> [Исходный отрывок]:
- - - -

Однофамилец непонимающими чистыми глазами глядел на меня. Без японской игрушки он выглядел страшно беспомощно. Он был у меня в лапах, мой однофамилец.

– Мудило ты грешный, – пробормотал я, вытирая ему мокрое лицо носовым платком.

Я не думаю, чтобы Ерофеев что-то помнил на следующий день.

Два Ерофеевых

Идея вечера «Два Ерофеевых» зародилась в авангардистских головах на волне все той же перестройки и была легкомысленно мною подхвачена в духе маниловского хеппенинга. Я не потерял безумной надежды найти понимание, чтобы впоследствии пить с Ерофеевым чай с вареньем на высоком балконе и говорить о литературе. Кроме того, хотелось, чтобы публика перестала нас путать.

Был найден кинотеатр на Красной Пресне; большой, он был забит до отказа. Я заготовил метафизический текст. Я думал, мы посмеемся.

Это был не вечер. Это была дуэль. Это все равно, что армянская сборная по футболу играет на стадионе в Тбилиси. Нет, хуже. Армянской сборной никто не желает победы, но она всегда нужна для поражения. Я был не достоин поражения. Меня хотели списать раз и навсегда как несостоятельного игрока, претендующего на игру в одной лиге с любимым лидером. По сути дела, мне надо было бы встать и сказать: я – самозванец. Уйти и больше не возвращаться.

Публика пришла на однофамильца. Они знали «Петушки» наизусть и готовы были клясться каждым словом поэмы. Моей публики фактически не было, потому что у меня и не было никакой публики. Так, несколько десятков сочувствующих. Ерофеев пришел с друзьями, которые были еще более строги, чем публика и он сам. Им было ясно, что это будет последний бой. Помню неприязненные глаза какой-то очень близкой ему поэтессы с ликом монахини, помню другие неприязненные глаза его секундантов, обещавшие, что пощады мне не будет.

– Ты помоложе. Ты и начинай, – холодно сказал мне с помощью японской машинки (она-таки нашлась!) однофамилец, и мы разошлись по разные стороны зала стреляться.

- - - -

Записи:
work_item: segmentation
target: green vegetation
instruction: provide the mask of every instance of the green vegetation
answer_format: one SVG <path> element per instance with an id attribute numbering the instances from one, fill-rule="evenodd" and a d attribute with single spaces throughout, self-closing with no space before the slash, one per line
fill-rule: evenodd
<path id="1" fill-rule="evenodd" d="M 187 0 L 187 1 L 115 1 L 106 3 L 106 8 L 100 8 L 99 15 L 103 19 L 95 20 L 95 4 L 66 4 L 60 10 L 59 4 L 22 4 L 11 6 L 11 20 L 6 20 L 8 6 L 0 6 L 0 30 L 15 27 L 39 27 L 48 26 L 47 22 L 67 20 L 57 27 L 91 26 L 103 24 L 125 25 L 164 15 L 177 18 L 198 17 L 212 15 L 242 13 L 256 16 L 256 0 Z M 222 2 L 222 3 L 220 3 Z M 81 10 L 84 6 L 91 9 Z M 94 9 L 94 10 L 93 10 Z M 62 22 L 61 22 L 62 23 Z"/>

- - - -

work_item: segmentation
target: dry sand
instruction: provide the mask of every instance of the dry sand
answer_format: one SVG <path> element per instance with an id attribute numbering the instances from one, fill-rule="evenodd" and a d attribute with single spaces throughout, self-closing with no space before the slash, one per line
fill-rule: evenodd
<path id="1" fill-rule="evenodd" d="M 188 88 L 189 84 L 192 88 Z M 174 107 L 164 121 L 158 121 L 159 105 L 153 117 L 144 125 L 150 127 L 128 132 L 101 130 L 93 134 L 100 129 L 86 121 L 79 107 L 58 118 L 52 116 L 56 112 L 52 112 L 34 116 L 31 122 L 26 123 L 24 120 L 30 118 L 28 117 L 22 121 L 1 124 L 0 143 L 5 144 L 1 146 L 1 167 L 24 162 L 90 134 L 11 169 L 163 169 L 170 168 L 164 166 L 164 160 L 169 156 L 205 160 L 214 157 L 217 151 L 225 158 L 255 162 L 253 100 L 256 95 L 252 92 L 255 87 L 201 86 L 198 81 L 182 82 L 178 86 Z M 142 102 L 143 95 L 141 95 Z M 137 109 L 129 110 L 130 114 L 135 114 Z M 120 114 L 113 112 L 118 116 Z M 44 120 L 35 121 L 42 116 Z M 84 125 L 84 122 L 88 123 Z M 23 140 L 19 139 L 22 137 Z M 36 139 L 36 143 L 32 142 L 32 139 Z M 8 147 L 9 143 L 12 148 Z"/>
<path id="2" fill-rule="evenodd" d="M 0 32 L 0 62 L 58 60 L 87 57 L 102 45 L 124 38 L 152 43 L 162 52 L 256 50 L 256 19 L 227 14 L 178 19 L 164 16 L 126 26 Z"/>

- - - -

> [Задание]:
Продолжите отрывок о вечере «Два Ерофеевых», начав сразу после его последней фразы.

> [Результат упражнения]:
В порядке предисловия Пригов сказал что-то такое игровое о двух Ерофеевых, воспринятое публикой без особой симпатии. Мне передали микрофон. Я понял, что никакая метафизика однофамильства не пройдет. Я понял ясно и просто, что сейчас провалюсь так, что об этом будут слагать легенды, и вся маниловщина из меня выветрилась.

Я не был готов к дуэли; однофамилец был силен и болен, с ним было не справиться. Да и зачем? Оставалось надеяться на его милость, последняя надежда была на него. В конце концов, он услышит мой текст и сам решит, как поступить.

Я стал читать «Жизнь с идиотом», рассказ, который не раз читал на разных московских сборищах, в каком-то смысле проверенный текст. Еще одна иллюзия! С таким же успехом я бы мог читать передовицу из «Правды» или речь Брежнева. Нет, речь Брежнева подошла бы, пожалуй, лучше; по крайней мере, здесь был бы вызов и полный развал условностей – демонстративный отказ от дуэли, – а так я все-таки давал на растерзание публики моего ребенка, какого-никакого, а моего, кровного.

Публика сидела оледеневшая, мертвая, в нее ничего не проникало, ни слово, ни звук. Я читал при полном зале в полную пустоту. Я занервничал, стал читать все громче и быстрее, заторопился, словно хотел докричаться и с заискивающим обещанием: сейчас-сейчас начнется интересное. Интересное не начиналось. Зато через микрофон я устроил большой, сбивчивый крик на весь кинотеатр. Я, конечно, сбивался, читал хуже, чем обычно, у меня не хватило ума встать и уйти. Я кончил «Идиота». Зал, поджав губы, молчал. Раздались какие-то жидкие хлопки, которые звучали иронически при общей тишине. Я взялся за «Персидскую сирень». Я внутренне уже примирился с провалом, но мне не хотелось сдаваться.

Зал с удовольствием пристрелил меня напоследок.

Потом вышел на сцену Ерофеев, высокий, седой и прямой – и зал взвыл от восторга, и не переставал реветь от восторга от каждого слова своего любимца, искаженного японской машинкой. Я сидел в темном зале, белый и уничтоженный. Потом мне даже говорили, что все было для меня не так уж плохо: могли освистать и зааплодировать насмерть, но я не верил.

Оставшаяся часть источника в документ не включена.